* **Texto da página**:
▼
Teimosa e algo estupidamente, continuo tentando enxergar o ser humano
onde há apenas o político oportunista.
Serve
para políticos como Renan Calheiros, Bolsonaro, Lula e [INSIRA AQUI O
NOME DO POLÍTICO DE SUA PREFERÊNCIA]. Serve para artistas – e quanto
maior a fama, maior a submissão ao personagem. Serve até para juízes –
até porque não dá para supor que Gilmar Mendes chegue em casa e fale
naquele tom com a esposa. Serve, por que não?, para jornalistas que
passam o dia brigando nas redes sociais.
Não
vou dizer que é assim um sonho. Seria exagero. É no máximo um delírio
de um lamentável cronista que aqui e ali comete suas pseudoliteraturas.
Mas gostaria, sim, de conhecer o homem obrigado a conviver com um
personagem tão repugnante. De saber quem é Renan Calheiros quando
ninguém está olhando – a não ser eu.
▲
* **Dados extraídos**:
▼
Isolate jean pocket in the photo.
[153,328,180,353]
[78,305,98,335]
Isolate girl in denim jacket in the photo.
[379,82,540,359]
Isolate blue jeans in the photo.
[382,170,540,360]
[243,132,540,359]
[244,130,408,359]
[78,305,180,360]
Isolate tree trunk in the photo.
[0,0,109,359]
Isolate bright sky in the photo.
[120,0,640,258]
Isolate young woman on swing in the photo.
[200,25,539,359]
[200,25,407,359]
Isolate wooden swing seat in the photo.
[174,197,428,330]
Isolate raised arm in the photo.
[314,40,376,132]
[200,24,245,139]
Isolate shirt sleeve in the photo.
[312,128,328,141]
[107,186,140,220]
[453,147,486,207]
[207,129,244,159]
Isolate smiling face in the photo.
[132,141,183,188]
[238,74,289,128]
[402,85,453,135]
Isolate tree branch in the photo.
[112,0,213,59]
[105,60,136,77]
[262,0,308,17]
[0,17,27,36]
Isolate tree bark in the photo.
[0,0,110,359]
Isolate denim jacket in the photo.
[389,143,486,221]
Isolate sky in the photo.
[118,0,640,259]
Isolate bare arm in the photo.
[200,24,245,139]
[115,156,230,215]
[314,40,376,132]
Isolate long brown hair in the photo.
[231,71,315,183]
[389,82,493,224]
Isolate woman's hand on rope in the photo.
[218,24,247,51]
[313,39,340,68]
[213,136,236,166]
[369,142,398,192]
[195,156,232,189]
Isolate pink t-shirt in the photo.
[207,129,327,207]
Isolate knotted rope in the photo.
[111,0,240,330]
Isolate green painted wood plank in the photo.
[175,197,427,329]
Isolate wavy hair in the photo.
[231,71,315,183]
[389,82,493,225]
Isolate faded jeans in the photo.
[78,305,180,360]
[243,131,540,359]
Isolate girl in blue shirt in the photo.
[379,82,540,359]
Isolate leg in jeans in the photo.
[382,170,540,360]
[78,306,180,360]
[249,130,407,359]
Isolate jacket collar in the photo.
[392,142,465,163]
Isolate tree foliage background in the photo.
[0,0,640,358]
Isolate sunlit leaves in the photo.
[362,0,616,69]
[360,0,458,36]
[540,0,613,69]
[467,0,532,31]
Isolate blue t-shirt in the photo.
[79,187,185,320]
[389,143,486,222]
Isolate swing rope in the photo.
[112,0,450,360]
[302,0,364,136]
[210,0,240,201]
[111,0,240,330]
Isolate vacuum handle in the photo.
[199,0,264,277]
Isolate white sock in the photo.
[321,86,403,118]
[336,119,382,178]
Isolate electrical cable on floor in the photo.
▲
* **Lista de tarefas**:
(a) Diga se cada afirmação abaixo confere com a crônica sobre políticos e seus personagens, respondendo sim ou não e citando as palavras do texto que decidem: (i) A crônica inclui juízes entre os que se submetem a um personagem. (ii) A crônica chama de sonho o desejo de conhecer o homem por trás do personagem. (iii) A crônica diz querer saber quem é Renan Calheiros quando ninguém está olhando.
(b) Prolongue a crônica sobre políticos e seus personagens a partir do ponto em que ela para.
O material foi tirado de outra fonte.

* **Respostas**:
(a)
(i) Sim: "Serve até para juízes".
(ii) Não: "Não vou dizer que é assim um sonho. Seria exagero."
(iii) Sim: "De saber quem é Renan Calheiros quando ninguém está olhando".

(b)
Gostaria
de acompanhar em silêncio o cotidiano dessa pessoa que abre o jornal e
invariavelmente vê sua foto associada à palavra “corrupto”. De observar
com cuidado como ele encara ameaçadoramente seus adversários, com aquele
olhar de quem sabe que todos guardam esqueletos no armário. Queria
saber se ele se olha no espelho e pensa: “Eu sou Renan Calheiros. Eu sou
f&#$@”. Se ele se lembra com saudade mal disfarçada de Mônica
Veloso.
Porque
algo de curioso acontece com essas megacelebridades políticas – e Renan
Calheiros é, além de senador e relator da CPI da Covid, uma
celebridade. Elas têm todos os passos acompanhados de perto, e não raro
com má vontade, por jornalistas, acadêmicos e diletantes sempre muito
atentos ao jogo político, ao xadrez 4D e às fofocas do cafezinho, mas
que ignoram a fascinante verdade que se esconde nos detalhes do
cotidiano.
Talvez
seja excesso de otimismo de minha parte, mas o Renan Calheiros que
insiste em nos irritar com sua simples e de alguma forma imoral presença
no Senado deve ainda guardar alguns aspectos humanos sob a fantasia de
parlamentar impoluto, muito preocupado com o póvo sófrido, com a
democracia, com Lula e com tudo o mais que seu radar político
identificar. Se e por que ele quer ou precisa esconder esse lado humano e
vulnerável é motivo de debate antropológico, psicanalítico, jurídico e
até teológico.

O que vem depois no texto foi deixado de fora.